TASK DIRECTIONS — Your output should be the records below, word for word and picture-free.

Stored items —

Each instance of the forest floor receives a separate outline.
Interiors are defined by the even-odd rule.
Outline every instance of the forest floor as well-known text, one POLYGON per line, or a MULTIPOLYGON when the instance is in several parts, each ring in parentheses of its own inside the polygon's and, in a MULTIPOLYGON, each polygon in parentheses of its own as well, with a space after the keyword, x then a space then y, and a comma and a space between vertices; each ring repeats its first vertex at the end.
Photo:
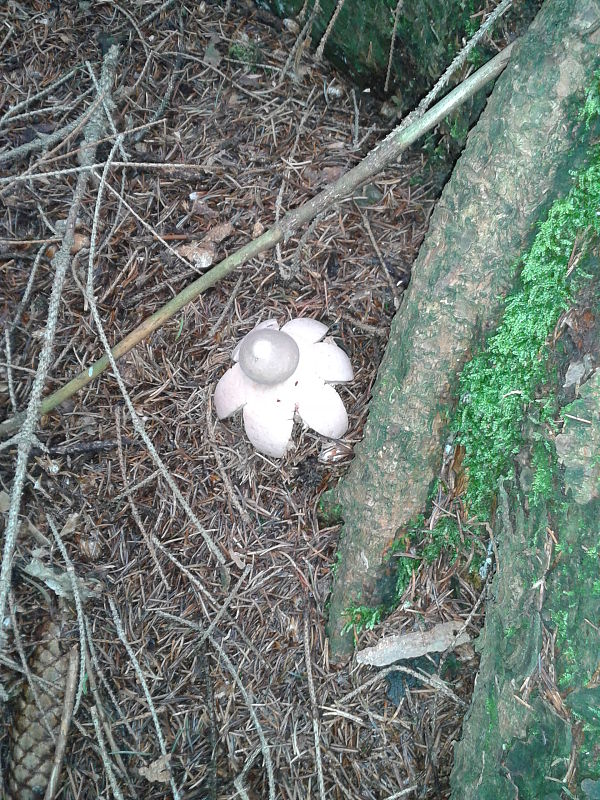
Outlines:
MULTIPOLYGON (((93 281, 111 343, 209 262, 355 165, 390 128, 381 103, 326 64, 301 50, 288 63, 295 34, 281 22, 208 2, 151 18, 155 9, 36 0, 0 11, 0 115, 66 76, 18 115, 0 116, 0 155, 32 145, 7 159, 0 184, 0 314, 12 343, 0 364, 2 418, 13 403, 26 406, 37 368, 81 125, 48 148, 35 143, 94 102, 111 44, 121 48, 112 118, 135 163, 119 155, 109 169, 98 220, 93 281), (14 320, 34 263, 29 301, 14 320)), ((99 145, 83 198, 48 390, 103 354, 83 287, 98 176, 113 142, 99 145)), ((34 449, 29 462, 10 597, 18 635, 8 632, 0 661, 9 693, 4 765, 24 661, 55 635, 53 621, 61 648, 85 639, 91 651, 57 793, 65 800, 108 797, 107 764, 124 798, 164 798, 169 770, 187 800, 447 796, 477 657, 467 644, 451 661, 426 659, 432 678, 424 681, 355 660, 330 663, 324 623, 339 526, 320 524, 317 513, 361 437, 435 197, 413 150, 361 197, 250 261, 124 357, 121 376, 162 467, 110 372, 42 419, 47 452, 34 449), (339 388, 350 429, 331 448, 296 426, 295 448, 271 461, 253 450, 239 416, 216 420, 211 398, 245 333, 298 316, 329 325, 350 356, 355 380, 339 388), (49 520, 90 592, 79 623, 41 569, 67 572, 49 520)), ((15 460, 16 448, 0 453, 3 511, 15 460)), ((468 554, 454 564, 440 557, 414 576, 377 636, 363 632, 358 645, 446 620, 468 620, 473 637, 480 591, 468 554)))

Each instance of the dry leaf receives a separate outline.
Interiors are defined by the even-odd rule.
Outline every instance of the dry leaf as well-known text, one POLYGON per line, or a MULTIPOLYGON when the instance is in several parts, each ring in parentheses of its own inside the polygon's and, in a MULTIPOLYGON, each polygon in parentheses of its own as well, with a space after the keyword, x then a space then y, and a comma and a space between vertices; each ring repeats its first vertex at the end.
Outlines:
POLYGON ((202 239, 203 242, 215 242, 218 244, 223 239, 227 239, 233 233, 233 225, 231 222, 223 222, 221 225, 215 225, 211 228, 206 236, 202 239))
POLYGON ((177 251, 198 269, 210 267, 215 257, 215 248, 212 242, 182 244, 177 248, 177 251))
MULTIPOLYGON (((29 564, 23 567, 23 572, 45 583, 58 597, 73 600, 73 584, 67 572, 48 567, 38 558, 32 558, 29 564)), ((85 603, 90 597, 99 593, 98 589, 90 589, 81 578, 77 578, 76 580, 82 602, 85 603)))
POLYGON ((140 775, 150 783, 168 783, 171 779, 170 761, 170 755, 161 756, 148 767, 140 767, 140 775))
MULTIPOLYGON (((47 552, 48 548, 51 547, 50 539, 45 536, 39 528, 37 528, 30 519, 27 519, 21 525, 21 530, 23 531, 23 535, 29 534, 31 538, 41 545, 44 548, 44 553, 47 552)), ((35 550, 31 553, 32 556, 35 555, 35 550)))
POLYGON ((86 236, 84 233, 76 233, 73 236, 73 244, 71 245, 71 255, 75 255, 84 247, 90 246, 90 237, 86 236))
POLYGON ((82 533, 79 537, 79 549, 88 561, 97 561, 102 553, 102 542, 98 531, 92 528, 82 533))
POLYGON ((324 442, 317 460, 320 464, 337 464, 338 461, 350 458, 353 452, 352 447, 343 442, 324 442))
POLYGON ((204 61, 211 67, 218 67, 221 63, 221 54, 217 50, 217 43, 219 39, 213 38, 210 40, 204 51, 204 61))
POLYGON ((231 558, 231 560, 238 569, 244 569, 244 567, 246 566, 246 562, 244 561, 244 559, 239 555, 239 553, 236 553, 235 550, 229 551, 229 557, 231 558))
POLYGON ((373 667, 385 667, 395 661, 407 658, 419 658, 427 653, 442 653, 451 645, 465 644, 470 641, 463 631, 458 638, 456 634, 462 628, 461 622, 442 622, 429 631, 386 636, 373 647, 365 647, 356 654, 359 664, 370 664, 373 667))
POLYGON ((214 219, 219 216, 219 212, 212 209, 204 200, 201 200, 197 192, 192 192, 190 194, 190 200, 192 201, 192 214, 194 214, 194 216, 204 217, 205 219, 214 219))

RESPONSE AREA —
Each instance of the forest floor receives a separate outline.
Interiors are defined by the even-odd rule.
Outline every instance of the forest floor as well-known text, one POLYGON per line, or a MULTIPOLYGON when the instance is in several parts, each ring in parentheses of its own inside the polygon's and, in a MULTIPOLYGON, each polygon in parentheses of its own as well, with a space after the keyword, x then a space then y, and a comma and a space between vertices; each ring repeats its first vertex at the end.
Photo:
Outlines:
MULTIPOLYGON (((93 281, 111 343, 209 262, 355 165, 390 128, 381 103, 326 64, 301 50, 288 63, 295 34, 281 22, 208 2, 151 18, 155 9, 36 0, 0 11, 0 115, 66 76, 18 115, 0 116, 0 155, 32 145, 7 159, 0 184, 0 314, 12 343, 0 364, 2 418, 13 403, 26 406, 37 368, 81 125, 48 148, 35 143, 94 102, 111 44, 121 48, 112 118, 135 163, 119 155, 109 169, 98 220, 93 281), (14 320, 34 263, 29 301, 14 320)), ((99 145, 83 198, 48 390, 103 354, 83 287, 98 176, 113 142, 99 145)), ((34 449, 29 462, 10 597, 18 635, 8 632, 0 661, 9 693, 4 765, 24 661, 55 635, 53 621, 61 648, 85 639, 91 651, 57 793, 65 800, 108 797, 107 764, 124 798, 164 798, 169 770, 187 800, 447 796, 477 657, 467 644, 451 661, 426 659, 432 678, 424 681, 355 660, 330 663, 324 623, 339 526, 320 524, 317 513, 361 437, 435 197, 413 150, 361 197, 250 261, 124 357, 121 376, 162 467, 110 372, 42 419, 47 452, 34 449), (339 388, 350 429, 331 448, 296 426, 295 448, 271 461, 253 450, 239 416, 216 420, 211 398, 245 333, 298 316, 329 325, 350 356, 355 380, 339 388), (49 520, 90 592, 79 623, 41 569, 67 572, 49 520)), ((15 460, 16 448, 0 453, 3 511, 15 460)), ((468 554, 454 564, 440 557, 414 576, 377 636, 363 632, 358 645, 446 620, 468 620, 473 637, 480 591, 468 554)))

Each instance of the dry leaf receives a separate outline.
Interiors are defined by the even-odd rule.
Outline every instance of the dry leaf as well-known text, one POLYGON per line, or a MULTIPOLYGON when the instance is in several parts, each ring in parentheses of its own inside the polygon's and, in a MULTIPOLYGON, each polygon in parentheses of its own as well, with a space after the keyword, x then a space then y, and a comma and a space between vertices; each ring repeats its first vertex at the end.
Outlines:
POLYGON ((202 239, 203 242, 215 242, 218 244, 223 239, 227 239, 233 233, 233 225, 231 222, 223 222, 221 225, 215 225, 211 228, 206 236, 202 239))
POLYGON ((177 251, 198 269, 210 267, 215 257, 215 248, 212 242, 182 244, 177 248, 177 251))
MULTIPOLYGON (((29 564, 23 567, 23 572, 45 583, 58 597, 73 600, 73 584, 67 572, 48 567, 38 558, 32 558, 29 564)), ((85 603, 90 597, 99 593, 98 589, 90 589, 81 578, 77 578, 76 580, 82 602, 85 603)))
POLYGON ((140 775, 150 783, 168 783, 171 779, 170 761, 170 755, 161 756, 148 767, 140 767, 140 775))
MULTIPOLYGON (((47 552, 48 548, 51 547, 50 539, 45 536, 39 528, 37 528, 30 519, 27 519, 21 525, 21 530, 23 531, 23 535, 29 534, 31 538, 41 545, 44 548, 44 553, 47 552)), ((35 550, 31 553, 32 556, 35 555, 35 550)))
POLYGON ((86 236, 84 233, 76 233, 73 236, 73 244, 71 245, 71 255, 75 255, 84 247, 90 246, 90 237, 86 236))
POLYGON ((82 533, 79 537, 79 549, 88 561, 97 561, 102 553, 102 542, 98 531, 92 528, 82 533))
POLYGON ((324 442, 317 460, 320 464, 337 464, 338 461, 350 458, 353 452, 352 447, 343 442, 324 442))
POLYGON ((204 61, 211 67, 218 67, 221 63, 221 54, 217 50, 217 43, 219 39, 213 38, 210 40, 204 51, 204 61))
POLYGON ((231 558, 231 560, 238 569, 244 569, 244 567, 246 566, 246 562, 244 561, 244 559, 239 555, 239 553, 236 553, 235 550, 229 551, 229 557, 231 558))
POLYGON ((373 667, 385 667, 395 661, 407 658, 419 658, 427 653, 442 653, 451 645, 465 644, 470 641, 463 631, 458 638, 456 634, 462 628, 461 622, 442 622, 429 631, 386 636, 373 647, 365 647, 356 654, 359 664, 370 664, 373 667))
POLYGON ((214 219, 219 216, 219 212, 212 209, 204 200, 201 200, 197 192, 192 192, 190 194, 190 200, 192 201, 192 214, 194 214, 194 216, 204 217, 205 219, 214 219))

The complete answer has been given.